start DATASET RECORDS
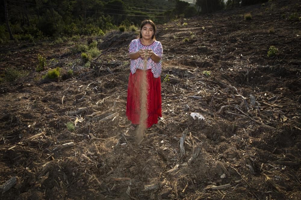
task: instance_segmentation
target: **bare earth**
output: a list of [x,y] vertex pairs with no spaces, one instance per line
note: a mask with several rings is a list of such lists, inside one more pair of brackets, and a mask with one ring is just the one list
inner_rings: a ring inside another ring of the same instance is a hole
[[[125,116],[134,32],[92,38],[104,42],[90,68],[75,62],[80,53],[67,42],[2,45],[0,68],[31,72],[0,85],[0,185],[17,180],[0,199],[299,199],[301,23],[289,19],[294,13],[300,16],[299,1],[273,0],[158,25],[163,118],[140,141]],[[268,58],[271,45],[279,51]],[[60,79],[41,81],[38,53],[56,61]]]

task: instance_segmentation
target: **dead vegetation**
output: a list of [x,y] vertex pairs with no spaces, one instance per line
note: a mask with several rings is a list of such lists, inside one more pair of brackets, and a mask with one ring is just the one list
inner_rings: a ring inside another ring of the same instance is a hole
[[[125,116],[132,33],[105,36],[72,77],[41,82],[33,72],[2,85],[2,198],[298,199],[301,24],[281,16],[300,5],[271,3],[158,26],[163,118],[141,140]],[[272,45],[279,51],[268,58]],[[62,73],[80,57],[61,44],[44,51],[58,52]],[[1,64],[20,66],[26,53]]]

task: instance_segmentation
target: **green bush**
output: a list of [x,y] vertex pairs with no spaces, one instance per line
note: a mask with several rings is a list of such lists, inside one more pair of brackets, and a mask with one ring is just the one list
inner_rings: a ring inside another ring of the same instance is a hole
[[79,35],[73,35],[71,38],[71,40],[73,41],[76,41],[80,39]]
[[14,81],[19,79],[26,76],[29,73],[24,70],[18,70],[11,68],[7,68],[4,73],[1,74],[2,77],[0,82]]
[[99,29],[98,32],[98,35],[100,36],[104,36],[105,35],[104,32],[101,29]]
[[88,55],[85,53],[82,52],[82,54],[81,55],[81,57],[82,58],[82,59],[84,61],[88,61]]
[[94,40],[92,41],[91,43],[89,45],[89,48],[90,49],[95,48],[97,46],[97,41]]
[[42,77],[43,79],[54,79],[60,76],[60,67],[58,67],[55,69],[51,69]]
[[47,66],[47,62],[46,58],[43,57],[39,53],[38,54],[38,60],[39,60],[39,64],[36,67],[36,70],[39,72],[45,70]]
[[278,52],[278,49],[275,46],[270,46],[268,52],[268,57],[269,58],[276,55]]
[[82,60],[84,63],[85,63],[91,61],[92,58],[91,55],[89,53],[86,53],[85,52],[82,52],[81,55],[81,57]]
[[86,68],[88,68],[90,67],[90,62],[87,62],[84,65],[84,67]]
[[131,25],[129,27],[129,30],[131,31],[136,31],[137,27],[134,25]]
[[73,70],[68,70],[67,73],[69,76],[72,76],[73,75]]
[[207,70],[205,70],[205,71],[203,71],[203,74],[205,75],[207,77],[208,77],[210,75],[211,75],[211,71],[208,71]]
[[119,26],[118,28],[119,29],[119,31],[120,32],[123,32],[126,31],[126,26],[123,25]]
[[87,54],[88,58],[89,57],[91,58],[96,58],[99,55],[100,52],[100,51],[98,50],[97,47],[95,47],[87,51]]
[[60,44],[61,43],[63,43],[63,39],[59,37],[55,39],[54,43],[55,44]]
[[247,13],[245,14],[244,17],[246,20],[251,20],[252,19],[252,15],[251,13]]
[[75,130],[74,125],[72,122],[68,121],[65,125],[67,127],[67,130],[70,132],[73,132]]

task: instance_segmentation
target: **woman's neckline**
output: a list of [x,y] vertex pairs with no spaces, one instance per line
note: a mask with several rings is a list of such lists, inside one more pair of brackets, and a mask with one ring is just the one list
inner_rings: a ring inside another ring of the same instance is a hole
[[153,41],[153,43],[151,44],[148,45],[145,45],[142,43],[142,42],[141,42],[141,38],[139,38],[139,41],[140,41],[140,43],[142,44],[142,45],[143,45],[144,46],[150,46],[151,45],[153,44],[154,44],[154,43],[155,42],[155,40],[154,40],[154,41]]

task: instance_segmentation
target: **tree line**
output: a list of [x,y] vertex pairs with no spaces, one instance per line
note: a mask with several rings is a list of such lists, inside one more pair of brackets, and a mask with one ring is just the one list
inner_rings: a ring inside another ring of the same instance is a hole
[[97,35],[145,19],[162,24],[176,18],[268,0],[1,0],[0,43],[18,39]]

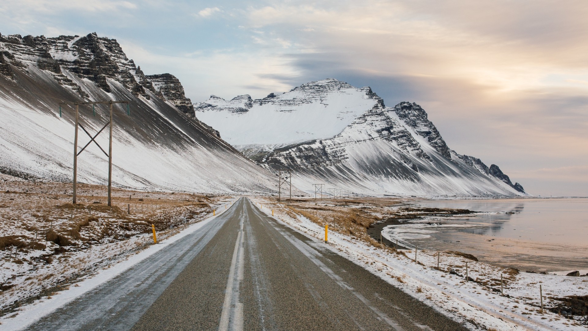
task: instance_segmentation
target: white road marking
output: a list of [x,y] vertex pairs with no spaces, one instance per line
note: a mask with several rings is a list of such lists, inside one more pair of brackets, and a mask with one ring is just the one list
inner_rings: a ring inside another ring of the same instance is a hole
[[241,211],[240,222],[237,240],[235,243],[233,259],[229,270],[229,279],[226,282],[225,302],[220,313],[219,331],[241,331],[243,330],[243,303],[239,302],[239,286],[243,280],[243,225],[245,220],[243,211]]
[[355,289],[350,286],[347,283],[343,282],[343,279],[339,275],[336,274],[335,272],[331,270],[330,268],[328,267],[325,263],[323,263],[322,261],[319,260],[317,257],[322,256],[322,254],[319,253],[318,251],[313,249],[308,244],[302,241],[302,240],[298,239],[296,237],[292,236],[291,234],[288,233],[285,231],[283,231],[282,229],[277,227],[275,226],[273,226],[273,224],[272,224],[272,226],[274,227],[274,229],[275,229],[279,232],[282,233],[282,234],[285,237],[286,237],[286,239],[288,239],[288,241],[292,243],[295,247],[298,249],[298,250],[300,251],[302,253],[302,254],[306,255],[306,257],[310,259],[310,260],[312,261],[315,264],[316,264],[317,266],[320,268],[322,270],[323,270],[325,273],[329,275],[329,276],[331,277],[331,279],[335,280],[335,283],[338,284],[339,286],[341,286],[343,289],[346,289],[349,291],[350,291],[351,293],[353,293],[353,294],[358,299],[361,300],[361,302],[363,302],[364,304],[365,304],[370,309],[371,309],[372,311],[375,313],[376,315],[377,315],[378,316],[380,317],[380,318],[381,318],[382,320],[386,322],[386,323],[387,323],[388,325],[390,325],[397,331],[404,330],[404,329],[403,329],[402,326],[399,325],[397,323],[392,320],[392,318],[390,318],[386,313],[385,313],[383,312],[379,309],[377,307],[372,305],[369,300],[368,300],[365,297],[364,297],[360,293],[356,291]]

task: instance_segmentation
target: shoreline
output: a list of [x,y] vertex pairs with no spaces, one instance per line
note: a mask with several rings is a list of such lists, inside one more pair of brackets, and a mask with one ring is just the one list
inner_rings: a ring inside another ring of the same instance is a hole
[[[382,233],[382,243],[388,247],[395,247],[396,243],[396,240],[393,240],[395,237],[387,234],[386,232],[388,231],[385,230],[386,228],[401,226],[422,229],[423,227],[427,227],[427,226],[429,224],[438,223],[439,221],[446,221],[466,215],[467,214],[435,216],[435,220],[437,221],[432,220],[431,221],[426,221],[427,217],[389,219],[372,224],[367,230],[367,232],[372,238],[378,241],[380,240],[380,233]],[[420,221],[412,223],[412,221]],[[469,233],[459,231],[457,229],[451,229],[452,225],[458,224],[443,223],[442,225],[445,227],[444,230],[429,234],[427,238],[400,239],[398,248],[410,250],[413,249],[416,245],[423,249],[442,252],[457,251],[472,254],[481,262],[505,268],[516,268],[522,272],[531,273],[545,272],[560,274],[567,270],[588,269],[588,248],[586,247]],[[469,225],[472,228],[492,226],[490,224],[473,223]],[[437,229],[434,226],[430,229],[432,230]],[[407,245],[403,241],[408,243],[409,244]]]

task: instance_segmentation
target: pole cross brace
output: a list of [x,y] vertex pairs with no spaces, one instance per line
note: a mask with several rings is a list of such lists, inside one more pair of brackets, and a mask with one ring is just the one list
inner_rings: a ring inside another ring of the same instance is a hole
[[106,155],[106,157],[108,157],[108,153],[107,153],[105,151],[104,151],[104,150],[102,149],[102,148],[101,147],[100,147],[100,145],[98,144],[98,143],[96,140],[95,140],[95,139],[96,139],[96,137],[98,137],[98,135],[100,134],[102,132],[102,130],[103,130],[104,129],[106,128],[106,127],[108,127],[108,124],[110,124],[110,121],[109,121],[108,123],[106,123],[106,124],[105,124],[104,126],[102,127],[102,128],[100,129],[100,131],[98,131],[98,133],[96,134],[96,135],[95,135],[93,137],[92,137],[92,135],[89,133],[88,133],[88,132],[87,131],[86,131],[86,129],[85,129],[83,128],[83,127],[82,126],[82,124],[78,124],[79,125],[79,127],[82,128],[82,130],[83,130],[83,132],[86,133],[86,134],[87,134],[88,136],[90,137],[90,141],[88,142],[88,144],[86,144],[86,145],[84,146],[83,148],[82,148],[82,150],[81,150],[80,151],[78,152],[78,155],[79,155],[80,154],[81,154],[81,153],[83,152],[83,150],[86,149],[86,147],[87,147],[88,145],[89,145],[91,143],[92,143],[92,141],[93,141],[94,144],[96,144],[96,145],[98,146],[98,148],[100,148],[100,150],[102,151],[102,153],[103,153],[104,154]]

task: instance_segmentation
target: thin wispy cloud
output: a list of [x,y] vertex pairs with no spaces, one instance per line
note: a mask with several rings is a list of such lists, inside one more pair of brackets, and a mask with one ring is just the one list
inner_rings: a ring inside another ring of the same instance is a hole
[[198,12],[198,16],[201,17],[209,17],[212,16],[213,14],[216,12],[219,12],[220,9],[218,7],[212,7],[212,8],[204,8],[203,9]]

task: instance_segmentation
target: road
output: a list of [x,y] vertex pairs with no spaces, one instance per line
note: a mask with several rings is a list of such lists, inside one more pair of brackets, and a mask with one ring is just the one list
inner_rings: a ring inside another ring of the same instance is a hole
[[466,330],[246,198],[27,330]]

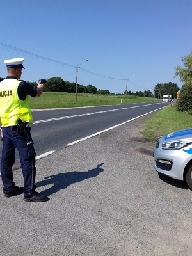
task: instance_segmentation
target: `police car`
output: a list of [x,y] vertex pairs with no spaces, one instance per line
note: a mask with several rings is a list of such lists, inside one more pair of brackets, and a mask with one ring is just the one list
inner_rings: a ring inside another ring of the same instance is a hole
[[177,131],[160,138],[154,148],[156,171],[186,181],[192,190],[192,129]]

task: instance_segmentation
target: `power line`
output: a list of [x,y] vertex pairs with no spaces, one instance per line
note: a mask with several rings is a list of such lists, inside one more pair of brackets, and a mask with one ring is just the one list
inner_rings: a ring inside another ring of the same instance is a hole
[[[75,65],[65,63],[61,62],[61,61],[58,61],[56,60],[52,60],[52,59],[50,59],[50,58],[47,58],[47,57],[44,57],[44,56],[42,56],[40,55],[36,54],[35,53],[32,53],[32,52],[28,52],[27,51],[24,51],[24,50],[22,50],[21,49],[19,49],[19,48],[15,47],[12,46],[12,45],[9,45],[8,44],[4,44],[4,43],[3,43],[1,42],[0,42],[0,47],[1,46],[2,47],[6,48],[6,49],[9,49],[10,51],[22,52],[22,53],[23,53],[24,54],[29,55],[29,56],[31,56],[32,57],[37,58],[38,59],[41,59],[41,60],[44,60],[44,61],[52,62],[52,63],[54,63],[55,64],[63,65],[65,65],[65,66],[68,66],[68,67],[73,67],[73,68],[76,68],[76,66],[75,66]],[[108,79],[110,79],[121,80],[121,81],[126,81],[126,80],[127,80],[127,79],[119,79],[119,78],[110,77],[108,77],[108,76],[102,76],[102,75],[100,75],[100,74],[97,74],[97,73],[94,73],[94,72],[93,72],[92,71],[87,70],[86,69],[84,69],[84,68],[81,68],[81,69],[82,70],[84,70],[84,72],[86,72],[87,73],[90,73],[90,74],[93,74],[93,75],[99,76],[100,76],[100,77],[102,77],[108,78]]]
[[58,61],[54,60],[49,59],[49,58],[47,58],[47,57],[44,57],[44,56],[42,56],[40,55],[35,54],[35,53],[32,53],[32,52],[28,52],[27,51],[22,50],[21,49],[19,49],[19,48],[14,47],[13,46],[11,46],[11,45],[9,45],[8,44],[2,43],[1,42],[0,42],[0,46],[2,46],[3,47],[4,47],[4,48],[7,48],[7,49],[10,49],[10,51],[16,51],[16,52],[22,52],[22,53],[24,53],[24,54],[29,55],[29,56],[31,56],[33,57],[37,58],[38,59],[42,59],[43,60],[45,60],[45,61],[47,61],[52,62],[52,63],[54,63],[56,64],[63,65],[65,66],[72,67],[74,68],[76,67],[76,66],[74,66],[74,65],[70,65],[70,64],[65,63],[61,62],[61,61]]

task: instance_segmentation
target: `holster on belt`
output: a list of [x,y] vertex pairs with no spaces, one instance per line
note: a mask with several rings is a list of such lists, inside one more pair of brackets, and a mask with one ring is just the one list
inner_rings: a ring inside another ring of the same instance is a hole
[[28,125],[28,123],[18,119],[17,125],[17,135],[22,135],[26,127]]

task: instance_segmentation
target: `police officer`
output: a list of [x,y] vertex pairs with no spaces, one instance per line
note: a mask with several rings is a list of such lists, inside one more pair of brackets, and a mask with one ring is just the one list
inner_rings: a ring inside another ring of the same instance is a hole
[[[3,132],[3,150],[1,162],[3,192],[6,197],[24,193],[26,202],[47,201],[47,196],[36,191],[35,150],[31,136],[33,118],[28,95],[33,97],[41,95],[44,84],[34,88],[21,77],[24,58],[17,58],[5,60],[8,75],[0,83],[0,123]],[[15,148],[19,152],[22,175],[23,188],[17,186],[13,182],[12,170],[15,163]]]

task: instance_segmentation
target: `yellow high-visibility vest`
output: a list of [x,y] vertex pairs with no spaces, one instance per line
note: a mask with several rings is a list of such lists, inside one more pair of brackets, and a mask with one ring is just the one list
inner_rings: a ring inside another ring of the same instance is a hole
[[16,125],[19,118],[32,124],[28,95],[23,101],[17,94],[20,82],[16,79],[6,79],[0,83],[0,118],[3,127]]

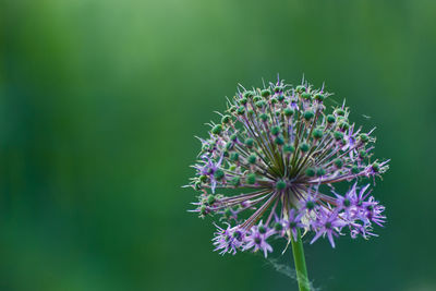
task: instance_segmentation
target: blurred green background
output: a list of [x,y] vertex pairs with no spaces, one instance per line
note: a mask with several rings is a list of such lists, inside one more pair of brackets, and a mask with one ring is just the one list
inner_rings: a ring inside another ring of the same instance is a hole
[[392,159],[387,227],[307,244],[314,286],[436,290],[435,1],[0,3],[0,290],[296,290],[211,252],[180,187],[225,96],[277,73],[326,82]]

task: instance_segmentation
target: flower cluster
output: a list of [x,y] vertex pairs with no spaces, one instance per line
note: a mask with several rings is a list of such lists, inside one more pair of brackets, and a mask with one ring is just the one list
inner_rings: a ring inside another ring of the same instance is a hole
[[[373,130],[356,129],[344,104],[327,110],[330,95],[306,82],[241,87],[220,122],[209,124],[208,138],[198,138],[193,211],[227,225],[217,226],[216,251],[266,256],[269,239],[295,240],[300,230],[314,233],[311,243],[327,237],[332,247],[346,231],[353,239],[376,235],[373,225],[383,226],[385,207],[370,182],[388,160],[373,159]],[[342,195],[335,189],[340,182],[353,182]]]

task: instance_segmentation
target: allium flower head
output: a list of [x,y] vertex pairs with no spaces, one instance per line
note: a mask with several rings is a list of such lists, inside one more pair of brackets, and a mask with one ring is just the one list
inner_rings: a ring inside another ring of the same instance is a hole
[[[209,124],[208,137],[198,138],[193,211],[226,225],[217,226],[216,251],[267,256],[269,240],[295,240],[299,229],[313,232],[311,243],[327,238],[335,247],[346,232],[367,239],[375,235],[373,222],[383,226],[385,207],[370,187],[388,160],[373,158],[373,130],[350,122],[344,104],[325,106],[330,95],[304,81],[241,87]],[[349,182],[346,193],[337,193],[339,182]]]

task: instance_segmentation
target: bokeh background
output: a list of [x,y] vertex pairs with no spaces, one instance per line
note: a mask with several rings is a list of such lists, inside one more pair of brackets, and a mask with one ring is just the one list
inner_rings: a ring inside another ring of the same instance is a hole
[[325,82],[392,159],[387,227],[307,244],[314,286],[436,290],[435,1],[0,3],[0,290],[296,290],[211,252],[180,187],[225,96],[277,73]]

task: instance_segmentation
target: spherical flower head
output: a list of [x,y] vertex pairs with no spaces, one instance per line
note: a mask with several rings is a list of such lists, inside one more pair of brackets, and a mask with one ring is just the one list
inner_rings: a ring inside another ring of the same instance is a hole
[[[344,104],[328,108],[330,95],[304,81],[241,87],[219,122],[209,123],[208,136],[198,137],[190,186],[199,194],[192,211],[227,225],[217,225],[216,251],[267,256],[269,240],[295,240],[300,229],[313,233],[311,243],[327,238],[332,247],[344,232],[376,235],[373,226],[386,217],[371,182],[388,160],[374,160],[373,130],[351,122]],[[350,183],[343,194],[335,191],[340,182]]]

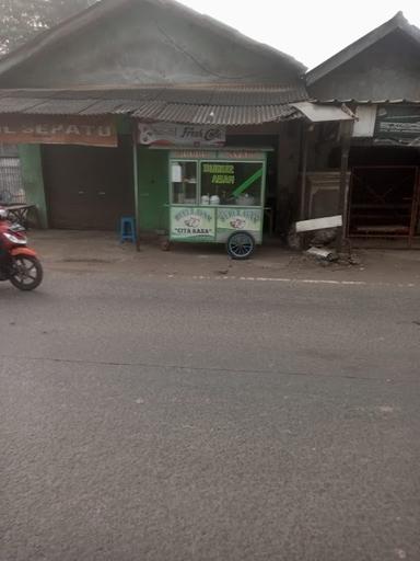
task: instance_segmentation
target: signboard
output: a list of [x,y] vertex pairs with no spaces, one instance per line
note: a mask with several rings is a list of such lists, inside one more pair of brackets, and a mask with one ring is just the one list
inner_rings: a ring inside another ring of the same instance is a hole
[[177,160],[252,160],[261,161],[266,160],[265,152],[257,150],[247,150],[237,148],[234,150],[195,150],[195,149],[179,149],[171,151],[171,158]]
[[376,113],[375,137],[406,141],[420,138],[420,106],[380,106]]
[[147,146],[222,146],[226,130],[218,126],[178,125],[176,123],[138,124],[138,142]]
[[0,142],[118,146],[113,119],[69,116],[1,116]]
[[172,207],[171,239],[179,241],[214,241],[215,208]]
[[260,243],[262,210],[260,208],[219,208],[217,230],[217,239],[220,242],[226,241],[234,231],[247,231],[254,236],[257,243]]

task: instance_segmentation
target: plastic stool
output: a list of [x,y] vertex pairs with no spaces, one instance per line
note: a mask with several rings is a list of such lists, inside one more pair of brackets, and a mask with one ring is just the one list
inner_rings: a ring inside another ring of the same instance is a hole
[[131,241],[136,243],[136,222],[132,216],[122,216],[119,231],[119,241]]

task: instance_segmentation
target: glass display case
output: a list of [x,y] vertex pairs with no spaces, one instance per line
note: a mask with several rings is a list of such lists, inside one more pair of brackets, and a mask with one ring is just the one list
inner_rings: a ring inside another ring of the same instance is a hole
[[176,150],[170,178],[171,241],[226,243],[234,259],[262,242],[266,151]]

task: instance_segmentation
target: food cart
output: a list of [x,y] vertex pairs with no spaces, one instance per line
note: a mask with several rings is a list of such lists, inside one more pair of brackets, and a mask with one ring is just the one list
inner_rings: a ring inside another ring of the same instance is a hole
[[170,154],[170,241],[224,243],[237,260],[262,242],[266,151]]

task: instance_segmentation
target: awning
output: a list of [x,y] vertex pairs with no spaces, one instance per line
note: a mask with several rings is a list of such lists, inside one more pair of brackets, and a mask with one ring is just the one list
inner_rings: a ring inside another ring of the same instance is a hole
[[331,121],[354,121],[354,115],[346,106],[320,105],[310,101],[291,103],[292,107],[301,112],[312,123],[326,123]]

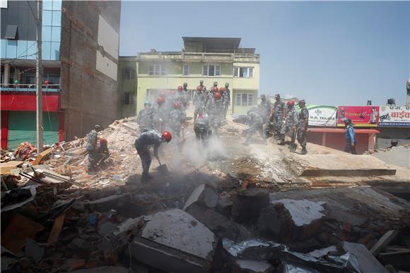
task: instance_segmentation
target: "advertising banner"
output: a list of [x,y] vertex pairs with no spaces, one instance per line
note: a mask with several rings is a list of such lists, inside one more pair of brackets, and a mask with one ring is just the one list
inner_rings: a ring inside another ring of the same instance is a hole
[[379,126],[410,127],[410,107],[381,106]]
[[336,126],[337,107],[322,105],[306,105],[309,110],[310,126]]
[[337,126],[344,126],[344,119],[350,119],[359,127],[375,127],[379,120],[379,107],[339,107],[337,112]]

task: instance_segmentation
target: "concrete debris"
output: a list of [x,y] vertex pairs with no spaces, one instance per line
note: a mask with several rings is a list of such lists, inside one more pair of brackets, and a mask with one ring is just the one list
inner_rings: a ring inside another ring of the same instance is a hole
end DATASET RECORDS
WHAT YOU WILL DO - List each line of the records above that contains the string "flower", copying every such line in full.

THE ANSWER -
target: flower cluster
target: allium flower head
target: spherical flower head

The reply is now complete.